-- START OF DATA IN THIS EXERCISE --

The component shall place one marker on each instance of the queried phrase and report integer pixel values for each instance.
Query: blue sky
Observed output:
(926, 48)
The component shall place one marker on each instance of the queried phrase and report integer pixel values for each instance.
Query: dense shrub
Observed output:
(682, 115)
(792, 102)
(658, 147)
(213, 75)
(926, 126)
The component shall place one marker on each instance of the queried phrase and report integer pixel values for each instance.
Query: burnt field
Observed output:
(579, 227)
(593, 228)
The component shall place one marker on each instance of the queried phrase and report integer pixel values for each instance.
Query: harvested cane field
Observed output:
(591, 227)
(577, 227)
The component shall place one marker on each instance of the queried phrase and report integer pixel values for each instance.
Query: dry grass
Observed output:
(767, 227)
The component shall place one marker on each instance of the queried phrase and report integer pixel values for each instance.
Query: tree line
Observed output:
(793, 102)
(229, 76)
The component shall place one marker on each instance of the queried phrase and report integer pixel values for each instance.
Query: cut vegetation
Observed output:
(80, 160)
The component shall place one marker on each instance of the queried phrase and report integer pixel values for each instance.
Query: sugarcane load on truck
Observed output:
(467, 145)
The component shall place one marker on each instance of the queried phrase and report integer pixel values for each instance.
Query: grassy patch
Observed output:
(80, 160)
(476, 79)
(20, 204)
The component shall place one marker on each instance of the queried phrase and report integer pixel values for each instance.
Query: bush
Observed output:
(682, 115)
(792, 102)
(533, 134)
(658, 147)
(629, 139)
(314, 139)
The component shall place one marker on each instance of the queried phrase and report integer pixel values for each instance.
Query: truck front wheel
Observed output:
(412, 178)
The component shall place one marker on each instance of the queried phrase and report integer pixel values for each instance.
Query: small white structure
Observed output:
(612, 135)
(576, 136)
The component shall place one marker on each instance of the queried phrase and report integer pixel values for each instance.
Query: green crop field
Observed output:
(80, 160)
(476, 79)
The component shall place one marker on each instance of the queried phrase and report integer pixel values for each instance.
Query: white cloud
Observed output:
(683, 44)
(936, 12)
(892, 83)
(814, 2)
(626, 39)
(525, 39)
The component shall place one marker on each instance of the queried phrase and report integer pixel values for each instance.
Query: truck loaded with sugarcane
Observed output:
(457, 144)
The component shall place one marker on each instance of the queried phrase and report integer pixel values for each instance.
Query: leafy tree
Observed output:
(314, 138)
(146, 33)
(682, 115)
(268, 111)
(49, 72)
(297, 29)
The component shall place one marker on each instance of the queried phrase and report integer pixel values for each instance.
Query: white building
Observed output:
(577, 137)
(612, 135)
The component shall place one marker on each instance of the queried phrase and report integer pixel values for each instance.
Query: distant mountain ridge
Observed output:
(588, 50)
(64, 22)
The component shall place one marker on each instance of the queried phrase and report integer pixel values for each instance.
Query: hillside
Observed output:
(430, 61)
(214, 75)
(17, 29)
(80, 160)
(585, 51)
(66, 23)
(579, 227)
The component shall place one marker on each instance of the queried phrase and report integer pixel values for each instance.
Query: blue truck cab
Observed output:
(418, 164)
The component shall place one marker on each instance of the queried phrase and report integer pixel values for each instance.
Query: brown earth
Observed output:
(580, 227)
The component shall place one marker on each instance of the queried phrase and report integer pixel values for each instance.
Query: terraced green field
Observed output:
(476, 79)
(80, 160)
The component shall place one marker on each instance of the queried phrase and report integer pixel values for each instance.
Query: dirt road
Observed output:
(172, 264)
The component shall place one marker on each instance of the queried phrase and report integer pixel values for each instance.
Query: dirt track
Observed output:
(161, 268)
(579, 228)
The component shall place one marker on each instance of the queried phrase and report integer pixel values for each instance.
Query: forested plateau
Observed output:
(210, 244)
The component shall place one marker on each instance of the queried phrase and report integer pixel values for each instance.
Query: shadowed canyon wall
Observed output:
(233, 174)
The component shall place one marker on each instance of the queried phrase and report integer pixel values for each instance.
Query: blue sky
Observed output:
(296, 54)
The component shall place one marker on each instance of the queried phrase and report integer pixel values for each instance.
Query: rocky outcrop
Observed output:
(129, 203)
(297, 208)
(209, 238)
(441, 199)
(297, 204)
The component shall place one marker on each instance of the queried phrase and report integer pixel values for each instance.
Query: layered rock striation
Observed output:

-- END OF DATA IN THIS EXERCISE --

PROBLEM TO SOLVE:
Go through the listing and print each line exactly as it appears.

COMPLETE ANSWER:
The component shall place one marker on each instance of the queried phrase and report integer pixel values for each instance.
Query: blue sky
Observed output:
(926, 48)
The component shall place one marker on each instance of the queried phrase and report integer pixel values for each instance.
Query: dense shrub
Observed output:
(682, 115)
(792, 102)
(658, 147)
(213, 75)
(926, 126)
The component shall place one marker on each instance of the queried phrase and report integer pixel values for each instance.
Query: burnt field
Observed output:
(579, 227)
(593, 228)
The component shall place one marker on each instance of the queried phrase and report integer pixel values for each instance.
Query: harvested cane field
Observed output:
(591, 227)
(577, 227)
The component shall place one marker on each instance of the queried phrase and report integer pixel values for each instance.
Query: dry grass
Observed output:
(767, 227)
The component shall place one marker on each instance of the queried phrase and report integer pixel values for each instance.
Query: tree line
Observed output:
(793, 102)
(229, 76)
The component shall place one marker on each instance of the queried phrase and report integer pixel values for each instance.
Query: cut vegetation
Observed output:
(80, 160)
The component shall place one marker on each instance of the queried phrase and report integer pixel values for each instance.
Query: sugarcane load on truck
Observed output:
(467, 145)
The component shall place one marker on each instance of the queried phrase and report integer pixel values for each instance.
Query: grassy patch
Observed output:
(80, 160)
(476, 79)
(20, 204)
The component shall place one marker on each instance of the queried phrase and report integer pixel values for each instance.
Query: bush
Observed output:
(682, 115)
(792, 102)
(533, 134)
(658, 147)
(629, 139)
(314, 139)
The component shall place one marker on each instance of the queried phrase and report integer pixel values for each instance.
Query: truck front wheel
Observed output:
(412, 178)
The component shall place one marker on each instance of the queried phrase and report integer pixel values for each instance.
Query: small white structure
Observed output:
(612, 135)
(576, 136)
The component shall place one marker on each instance of the queried phrase and report integer pixel values for each instance.
Query: green crop field
Observed output:
(80, 160)
(476, 79)
The component shall place one marker on each instance of the queried phrase and report integer pixel values for each instance.
Query: white cloud
Observed output:
(683, 44)
(936, 12)
(892, 83)
(814, 2)
(626, 39)
(525, 39)
The component shall place one marker on each instance of the queried phrase and report integer pixel values for each instance.
Query: truck loaded with sugarcane
Observed output:
(457, 144)
The component shall place one marker on each instance of the queried phrase and report integer pixel values for each instance.
Query: leafy tree
Observed output:
(314, 138)
(146, 33)
(682, 115)
(268, 111)
(49, 72)
(297, 29)
The component shall place one marker on each instance of the queried phrase and report integer pixel values for each instance.
Query: white building
Observed output:
(577, 137)
(612, 135)
The component shall place one marker on each instance of the queried phrase and report integer pixel values for each instance.
Query: distant mountain ridge
Observed output:
(588, 50)
(64, 22)
The component shall place one marker on each instance of the queried phrase and report integer pixel values for each instance.
Query: hillside
Observed output:
(430, 61)
(214, 75)
(17, 29)
(80, 160)
(585, 51)
(66, 23)
(579, 227)
The component shall place one marker on each instance of the queried phrase and report integer pixel values for each instance.
Query: blue truck cab
Observed output:
(418, 164)
The component shall place one marker on each instance of the queried phrase and report integer pixel values for each instance.
Query: brown earth
Observed output:
(580, 227)
The component shall place one marker on each instance of the queried phrase and report integer pixel values for each instance.
Query: terraced green field
Observed output:
(476, 79)
(80, 160)
The component shall place one marker on each instance of the queried phrase and report integer pixel values for each instance.
Query: dirt road
Observed output:
(172, 264)
The component shall place one marker on each instance of the queried phrase and report integer pixel values for each instance.
Query: dirt track
Observed output:
(161, 268)
(579, 228)
The component shall place one marker on each instance of the queried phrase and report integer pixel values for each instance.
Query: forested plateau
Observed output:
(210, 244)
The component shall place one marker on each instance of the queried phrase and report integer pixel values for each instance.
Query: shadowed canyon wall
Observed output:
(233, 174)
The component shall place one marker on each instance of the queried phrase and report integer pixel values for each instance.
Query: blue sky
Observed output:
(296, 54)
The component shall place one marker on each instance of the queried phrase and report integer pixel values for each instance.
Query: rocky outcrop
Observed output:
(129, 203)
(297, 208)
(209, 238)
(441, 199)
(297, 204)
The component shall place one marker on each instance of the queried phrase and report integer pixel values for each instance.
Query: layered rock striation
Observed output:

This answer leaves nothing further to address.